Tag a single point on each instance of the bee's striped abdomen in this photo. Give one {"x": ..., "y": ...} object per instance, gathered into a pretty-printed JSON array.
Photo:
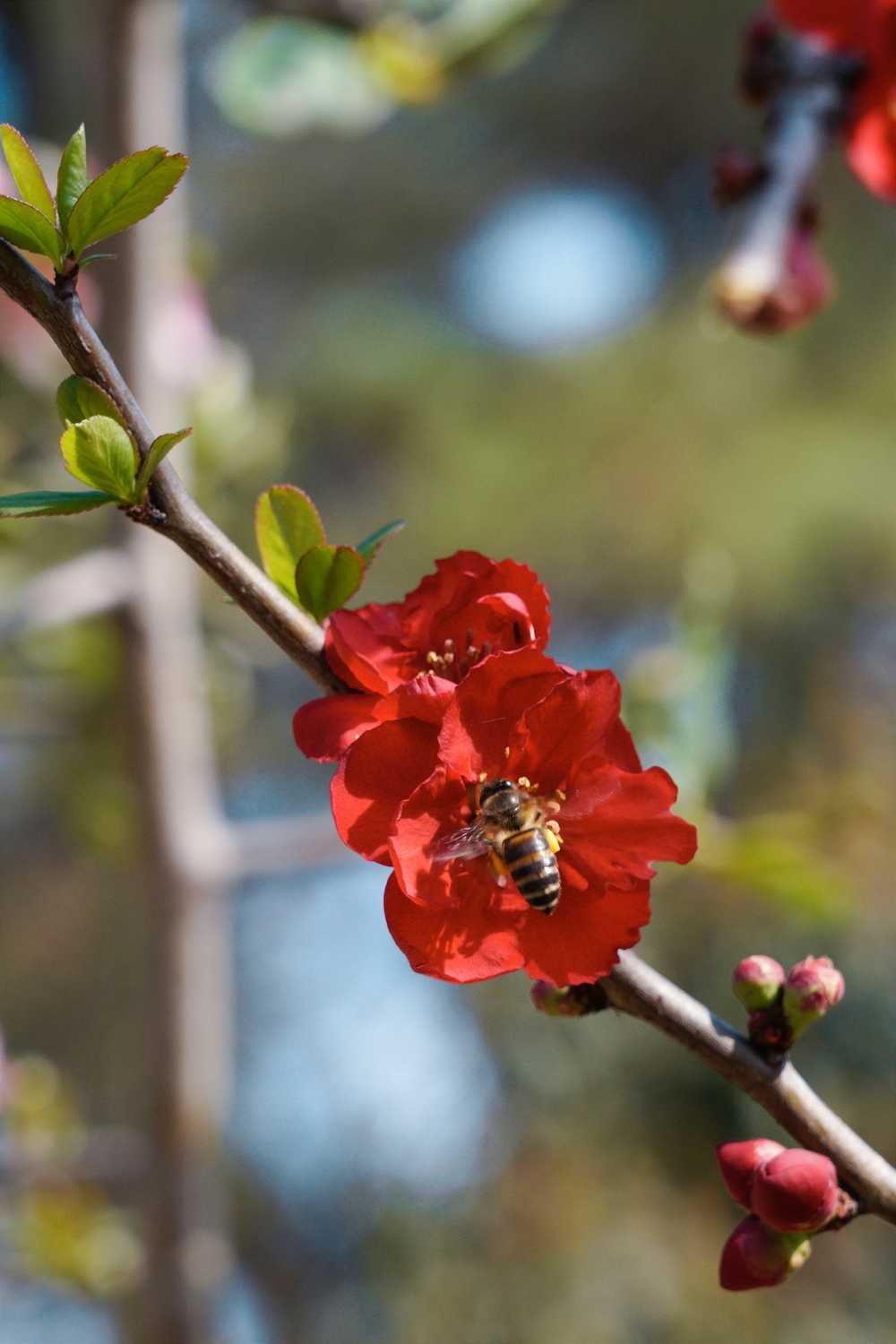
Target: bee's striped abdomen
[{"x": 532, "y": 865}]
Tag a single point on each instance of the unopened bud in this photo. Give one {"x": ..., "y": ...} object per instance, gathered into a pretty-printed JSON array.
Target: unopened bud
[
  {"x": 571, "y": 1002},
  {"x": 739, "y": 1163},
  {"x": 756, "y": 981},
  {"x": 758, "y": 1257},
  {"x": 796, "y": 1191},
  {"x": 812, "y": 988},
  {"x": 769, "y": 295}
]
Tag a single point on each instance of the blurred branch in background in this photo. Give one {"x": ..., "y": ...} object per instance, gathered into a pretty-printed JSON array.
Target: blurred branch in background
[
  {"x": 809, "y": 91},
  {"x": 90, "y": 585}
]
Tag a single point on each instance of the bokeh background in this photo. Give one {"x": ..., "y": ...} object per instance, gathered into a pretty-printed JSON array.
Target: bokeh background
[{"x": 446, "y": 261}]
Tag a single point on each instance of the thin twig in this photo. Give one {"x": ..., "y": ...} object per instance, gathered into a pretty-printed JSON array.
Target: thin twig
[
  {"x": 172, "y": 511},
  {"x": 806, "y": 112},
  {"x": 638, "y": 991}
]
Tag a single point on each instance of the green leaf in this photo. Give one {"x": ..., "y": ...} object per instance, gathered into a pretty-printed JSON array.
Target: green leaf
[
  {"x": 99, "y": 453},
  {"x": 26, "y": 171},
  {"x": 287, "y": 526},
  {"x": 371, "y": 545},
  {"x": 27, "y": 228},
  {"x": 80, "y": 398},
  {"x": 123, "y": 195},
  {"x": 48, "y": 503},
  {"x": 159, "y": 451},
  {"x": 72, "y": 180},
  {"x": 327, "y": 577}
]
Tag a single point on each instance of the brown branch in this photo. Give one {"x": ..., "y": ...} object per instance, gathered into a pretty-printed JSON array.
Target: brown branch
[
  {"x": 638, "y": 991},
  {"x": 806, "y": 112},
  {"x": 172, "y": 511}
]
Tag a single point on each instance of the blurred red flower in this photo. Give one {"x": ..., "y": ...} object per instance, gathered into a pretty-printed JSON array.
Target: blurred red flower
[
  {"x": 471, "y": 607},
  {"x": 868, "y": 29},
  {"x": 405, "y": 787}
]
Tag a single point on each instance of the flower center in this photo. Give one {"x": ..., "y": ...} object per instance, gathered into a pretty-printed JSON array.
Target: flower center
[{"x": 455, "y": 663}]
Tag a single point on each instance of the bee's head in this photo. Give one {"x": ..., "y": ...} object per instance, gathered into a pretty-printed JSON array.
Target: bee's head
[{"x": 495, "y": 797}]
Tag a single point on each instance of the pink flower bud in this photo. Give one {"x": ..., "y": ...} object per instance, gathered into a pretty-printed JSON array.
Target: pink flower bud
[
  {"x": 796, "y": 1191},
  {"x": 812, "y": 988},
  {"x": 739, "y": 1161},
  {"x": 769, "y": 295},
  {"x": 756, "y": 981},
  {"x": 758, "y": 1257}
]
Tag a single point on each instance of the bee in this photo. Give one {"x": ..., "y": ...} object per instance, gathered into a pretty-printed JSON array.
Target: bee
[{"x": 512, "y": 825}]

——————

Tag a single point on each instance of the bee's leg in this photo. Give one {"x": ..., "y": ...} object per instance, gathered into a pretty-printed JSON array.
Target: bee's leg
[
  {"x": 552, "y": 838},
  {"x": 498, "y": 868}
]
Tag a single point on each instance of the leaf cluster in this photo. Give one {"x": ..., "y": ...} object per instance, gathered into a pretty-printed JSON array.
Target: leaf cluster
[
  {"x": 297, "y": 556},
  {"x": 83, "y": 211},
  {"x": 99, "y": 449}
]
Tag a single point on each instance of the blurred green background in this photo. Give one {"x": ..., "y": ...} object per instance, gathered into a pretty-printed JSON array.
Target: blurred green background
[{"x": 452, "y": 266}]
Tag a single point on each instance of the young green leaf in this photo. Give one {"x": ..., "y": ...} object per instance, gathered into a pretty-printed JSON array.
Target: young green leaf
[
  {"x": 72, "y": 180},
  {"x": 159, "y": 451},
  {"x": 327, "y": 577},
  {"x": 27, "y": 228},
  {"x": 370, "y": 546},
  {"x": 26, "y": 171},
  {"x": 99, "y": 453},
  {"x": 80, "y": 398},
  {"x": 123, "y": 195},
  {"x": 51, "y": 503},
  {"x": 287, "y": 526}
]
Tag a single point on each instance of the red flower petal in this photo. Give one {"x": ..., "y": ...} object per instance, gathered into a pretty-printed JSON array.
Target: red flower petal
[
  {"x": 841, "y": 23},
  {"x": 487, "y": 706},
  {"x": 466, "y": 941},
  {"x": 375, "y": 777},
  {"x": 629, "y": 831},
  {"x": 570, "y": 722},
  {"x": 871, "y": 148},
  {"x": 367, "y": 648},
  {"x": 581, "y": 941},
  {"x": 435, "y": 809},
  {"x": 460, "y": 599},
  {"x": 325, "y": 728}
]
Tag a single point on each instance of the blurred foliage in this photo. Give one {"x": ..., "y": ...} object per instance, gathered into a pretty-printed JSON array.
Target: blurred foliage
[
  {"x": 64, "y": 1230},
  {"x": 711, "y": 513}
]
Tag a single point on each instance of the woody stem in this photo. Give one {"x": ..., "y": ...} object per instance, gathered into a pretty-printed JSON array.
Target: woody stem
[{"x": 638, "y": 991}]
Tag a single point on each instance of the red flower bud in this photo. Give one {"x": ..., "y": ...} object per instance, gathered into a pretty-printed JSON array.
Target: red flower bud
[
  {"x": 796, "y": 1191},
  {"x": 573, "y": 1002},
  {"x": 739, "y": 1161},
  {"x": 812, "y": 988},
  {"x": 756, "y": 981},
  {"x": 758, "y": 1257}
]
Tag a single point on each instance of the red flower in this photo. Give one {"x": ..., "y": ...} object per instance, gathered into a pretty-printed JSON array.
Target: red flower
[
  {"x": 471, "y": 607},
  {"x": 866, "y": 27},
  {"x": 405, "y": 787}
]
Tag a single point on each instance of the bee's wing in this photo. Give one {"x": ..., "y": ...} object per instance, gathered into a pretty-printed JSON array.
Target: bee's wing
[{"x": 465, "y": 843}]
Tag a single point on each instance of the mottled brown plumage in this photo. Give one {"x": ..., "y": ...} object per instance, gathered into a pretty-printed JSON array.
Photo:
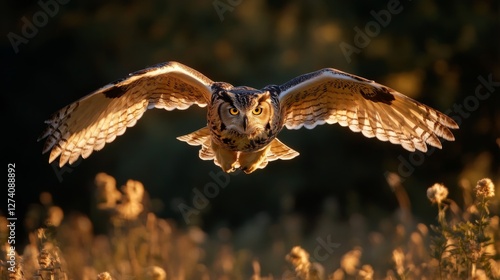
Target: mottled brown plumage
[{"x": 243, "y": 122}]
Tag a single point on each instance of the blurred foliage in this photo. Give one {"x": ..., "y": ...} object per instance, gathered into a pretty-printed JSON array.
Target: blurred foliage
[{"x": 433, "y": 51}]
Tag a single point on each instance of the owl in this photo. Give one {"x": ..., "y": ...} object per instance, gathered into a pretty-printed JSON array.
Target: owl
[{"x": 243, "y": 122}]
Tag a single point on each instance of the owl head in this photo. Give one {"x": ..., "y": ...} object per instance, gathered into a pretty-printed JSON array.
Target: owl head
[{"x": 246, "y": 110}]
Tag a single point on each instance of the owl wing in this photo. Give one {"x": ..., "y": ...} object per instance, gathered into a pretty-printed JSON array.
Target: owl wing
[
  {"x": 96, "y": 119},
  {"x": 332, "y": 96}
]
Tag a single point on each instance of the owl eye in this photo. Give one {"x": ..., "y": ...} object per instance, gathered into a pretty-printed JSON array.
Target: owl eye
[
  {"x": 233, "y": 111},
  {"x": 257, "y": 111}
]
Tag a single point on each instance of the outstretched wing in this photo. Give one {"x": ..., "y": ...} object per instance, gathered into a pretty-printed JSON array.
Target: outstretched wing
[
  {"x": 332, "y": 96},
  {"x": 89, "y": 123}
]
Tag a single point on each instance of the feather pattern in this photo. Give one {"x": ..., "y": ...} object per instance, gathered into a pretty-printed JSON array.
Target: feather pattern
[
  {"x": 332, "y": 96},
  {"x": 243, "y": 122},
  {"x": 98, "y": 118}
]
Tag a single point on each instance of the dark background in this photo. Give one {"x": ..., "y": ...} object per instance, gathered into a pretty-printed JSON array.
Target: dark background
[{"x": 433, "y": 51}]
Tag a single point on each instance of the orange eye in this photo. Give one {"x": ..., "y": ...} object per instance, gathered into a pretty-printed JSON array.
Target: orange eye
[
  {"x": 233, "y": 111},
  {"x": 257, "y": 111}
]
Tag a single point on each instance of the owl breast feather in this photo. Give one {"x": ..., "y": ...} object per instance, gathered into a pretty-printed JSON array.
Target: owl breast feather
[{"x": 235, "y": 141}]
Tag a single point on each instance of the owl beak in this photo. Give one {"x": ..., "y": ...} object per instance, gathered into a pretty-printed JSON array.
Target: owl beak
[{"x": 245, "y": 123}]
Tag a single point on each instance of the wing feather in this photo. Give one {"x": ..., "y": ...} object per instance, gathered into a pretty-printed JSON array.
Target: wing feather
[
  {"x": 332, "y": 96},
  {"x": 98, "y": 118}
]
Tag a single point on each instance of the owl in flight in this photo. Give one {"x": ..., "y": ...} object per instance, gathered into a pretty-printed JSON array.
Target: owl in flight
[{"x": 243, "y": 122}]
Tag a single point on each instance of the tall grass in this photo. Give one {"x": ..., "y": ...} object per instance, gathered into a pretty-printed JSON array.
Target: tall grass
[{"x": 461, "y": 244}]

——————

Return every line from the rows above that contains the word "grass", matching its case exactly.

**Problem solution:**
Tag a single point on each instance of the tall grass in this photo. Give one {"x": ..., "y": ...} object per instance, gathered into a pretty-printed JSON array.
Target: tall grass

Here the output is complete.